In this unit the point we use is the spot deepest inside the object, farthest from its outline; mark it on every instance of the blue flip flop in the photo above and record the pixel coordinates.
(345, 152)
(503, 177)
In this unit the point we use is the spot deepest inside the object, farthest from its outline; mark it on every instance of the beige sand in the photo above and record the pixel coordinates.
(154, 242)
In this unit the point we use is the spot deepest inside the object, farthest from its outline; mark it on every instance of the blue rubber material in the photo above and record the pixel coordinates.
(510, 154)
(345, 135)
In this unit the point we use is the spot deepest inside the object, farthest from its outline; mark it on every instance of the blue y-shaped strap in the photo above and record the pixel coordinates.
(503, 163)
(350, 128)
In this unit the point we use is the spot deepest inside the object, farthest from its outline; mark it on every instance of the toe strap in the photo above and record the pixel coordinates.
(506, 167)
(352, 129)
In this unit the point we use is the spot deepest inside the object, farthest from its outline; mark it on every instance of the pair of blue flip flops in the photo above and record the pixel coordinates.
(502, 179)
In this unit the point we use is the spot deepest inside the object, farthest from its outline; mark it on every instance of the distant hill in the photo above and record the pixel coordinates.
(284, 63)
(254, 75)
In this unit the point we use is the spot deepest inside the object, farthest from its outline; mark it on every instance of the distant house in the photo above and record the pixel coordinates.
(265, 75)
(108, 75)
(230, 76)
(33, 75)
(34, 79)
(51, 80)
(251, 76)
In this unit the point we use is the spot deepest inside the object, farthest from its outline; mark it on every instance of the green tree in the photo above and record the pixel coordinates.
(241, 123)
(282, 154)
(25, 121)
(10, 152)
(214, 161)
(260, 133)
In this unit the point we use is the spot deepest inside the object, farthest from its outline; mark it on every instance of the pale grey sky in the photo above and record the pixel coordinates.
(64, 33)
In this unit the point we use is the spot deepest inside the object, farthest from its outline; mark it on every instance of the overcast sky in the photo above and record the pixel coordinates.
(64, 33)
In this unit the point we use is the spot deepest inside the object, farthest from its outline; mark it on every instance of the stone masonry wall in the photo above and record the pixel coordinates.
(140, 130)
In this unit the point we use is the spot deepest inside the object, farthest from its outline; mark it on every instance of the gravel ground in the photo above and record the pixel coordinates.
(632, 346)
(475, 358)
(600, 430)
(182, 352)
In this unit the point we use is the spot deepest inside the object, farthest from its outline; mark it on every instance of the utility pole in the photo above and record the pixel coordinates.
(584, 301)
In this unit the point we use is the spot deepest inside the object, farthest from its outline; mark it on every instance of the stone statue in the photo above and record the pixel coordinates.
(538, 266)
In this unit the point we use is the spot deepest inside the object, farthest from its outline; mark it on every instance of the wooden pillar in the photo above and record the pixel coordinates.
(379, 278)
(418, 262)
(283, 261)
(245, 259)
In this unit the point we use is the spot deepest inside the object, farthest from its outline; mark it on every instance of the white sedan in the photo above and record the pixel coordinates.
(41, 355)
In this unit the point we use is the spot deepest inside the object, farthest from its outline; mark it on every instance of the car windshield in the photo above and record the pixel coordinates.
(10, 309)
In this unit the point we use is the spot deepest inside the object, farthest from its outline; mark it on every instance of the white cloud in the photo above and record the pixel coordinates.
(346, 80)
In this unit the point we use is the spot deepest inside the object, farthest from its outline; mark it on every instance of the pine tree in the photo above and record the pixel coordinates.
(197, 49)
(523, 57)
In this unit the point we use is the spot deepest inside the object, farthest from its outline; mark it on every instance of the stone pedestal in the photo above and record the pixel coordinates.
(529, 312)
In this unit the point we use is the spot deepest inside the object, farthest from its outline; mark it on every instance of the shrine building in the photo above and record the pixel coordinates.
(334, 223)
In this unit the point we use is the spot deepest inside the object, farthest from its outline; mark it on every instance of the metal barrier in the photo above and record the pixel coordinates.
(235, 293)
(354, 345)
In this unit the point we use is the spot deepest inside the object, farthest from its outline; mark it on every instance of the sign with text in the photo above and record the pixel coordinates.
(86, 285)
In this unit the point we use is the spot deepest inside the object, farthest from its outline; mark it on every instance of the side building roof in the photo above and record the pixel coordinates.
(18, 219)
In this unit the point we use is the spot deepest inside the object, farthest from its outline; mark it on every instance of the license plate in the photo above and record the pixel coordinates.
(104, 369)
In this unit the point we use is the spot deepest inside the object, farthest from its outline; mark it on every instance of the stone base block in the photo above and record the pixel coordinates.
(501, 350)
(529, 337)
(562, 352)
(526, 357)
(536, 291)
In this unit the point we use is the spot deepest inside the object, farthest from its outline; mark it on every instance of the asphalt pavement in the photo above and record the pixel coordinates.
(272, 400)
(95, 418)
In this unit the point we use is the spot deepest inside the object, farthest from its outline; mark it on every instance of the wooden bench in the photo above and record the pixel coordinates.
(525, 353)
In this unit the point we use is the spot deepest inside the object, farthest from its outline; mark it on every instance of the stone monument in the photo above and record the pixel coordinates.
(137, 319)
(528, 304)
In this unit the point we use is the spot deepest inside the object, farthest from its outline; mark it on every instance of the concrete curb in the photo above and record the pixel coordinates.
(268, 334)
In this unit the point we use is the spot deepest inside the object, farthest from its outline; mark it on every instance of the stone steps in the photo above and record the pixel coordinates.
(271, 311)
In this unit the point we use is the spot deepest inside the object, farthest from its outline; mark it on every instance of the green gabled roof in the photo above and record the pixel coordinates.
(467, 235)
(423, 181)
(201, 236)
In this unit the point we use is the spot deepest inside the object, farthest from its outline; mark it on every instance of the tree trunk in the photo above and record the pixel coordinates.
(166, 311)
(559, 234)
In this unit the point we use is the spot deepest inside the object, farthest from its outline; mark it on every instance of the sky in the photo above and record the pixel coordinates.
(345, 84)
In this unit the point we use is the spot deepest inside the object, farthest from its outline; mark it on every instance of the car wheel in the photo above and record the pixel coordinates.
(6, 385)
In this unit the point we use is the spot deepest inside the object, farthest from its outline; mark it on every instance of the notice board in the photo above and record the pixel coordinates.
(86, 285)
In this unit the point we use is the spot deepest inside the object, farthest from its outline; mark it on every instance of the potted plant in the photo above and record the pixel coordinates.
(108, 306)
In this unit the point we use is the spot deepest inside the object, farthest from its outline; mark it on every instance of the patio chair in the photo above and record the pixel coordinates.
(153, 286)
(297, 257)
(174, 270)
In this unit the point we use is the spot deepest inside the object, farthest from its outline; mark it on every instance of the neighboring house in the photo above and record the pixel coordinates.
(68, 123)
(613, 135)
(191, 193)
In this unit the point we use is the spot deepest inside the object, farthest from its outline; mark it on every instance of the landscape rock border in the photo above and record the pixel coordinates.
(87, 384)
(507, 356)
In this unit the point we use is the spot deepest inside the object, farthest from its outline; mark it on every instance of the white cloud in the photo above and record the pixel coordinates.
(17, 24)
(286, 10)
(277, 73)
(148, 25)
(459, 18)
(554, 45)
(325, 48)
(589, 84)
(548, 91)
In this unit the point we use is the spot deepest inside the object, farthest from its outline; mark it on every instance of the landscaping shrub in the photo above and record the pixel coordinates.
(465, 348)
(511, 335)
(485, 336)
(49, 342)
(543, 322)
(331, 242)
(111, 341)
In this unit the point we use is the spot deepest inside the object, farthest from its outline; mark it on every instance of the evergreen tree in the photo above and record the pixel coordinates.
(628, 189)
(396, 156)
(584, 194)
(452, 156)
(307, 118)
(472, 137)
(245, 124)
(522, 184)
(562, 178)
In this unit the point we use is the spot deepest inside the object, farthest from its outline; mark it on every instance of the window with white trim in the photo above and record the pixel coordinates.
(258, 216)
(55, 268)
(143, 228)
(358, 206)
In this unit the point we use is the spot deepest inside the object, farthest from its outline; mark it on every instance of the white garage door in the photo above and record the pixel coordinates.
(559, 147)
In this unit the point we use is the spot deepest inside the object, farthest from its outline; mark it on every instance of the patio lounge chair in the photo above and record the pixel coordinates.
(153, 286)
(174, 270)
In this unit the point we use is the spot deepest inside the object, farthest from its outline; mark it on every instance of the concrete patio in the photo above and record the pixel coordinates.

= = = =

**Task brief**: Copy the material verbatim, from the line containing "the patio lounge" through the end of the material, both included.

**Result of this task**:
In this unit the point we use is the spot deepest inside the object, farthest from its outline; mark it on every instance of the patio lounge chair in the photo above and record the pixel coordinates.
(153, 286)
(174, 270)
In this unit the point we use is the spot deepest inside the object, farthest from its outline; mark it on every instance of the concrete patio in the photo above and record the pixel coordinates.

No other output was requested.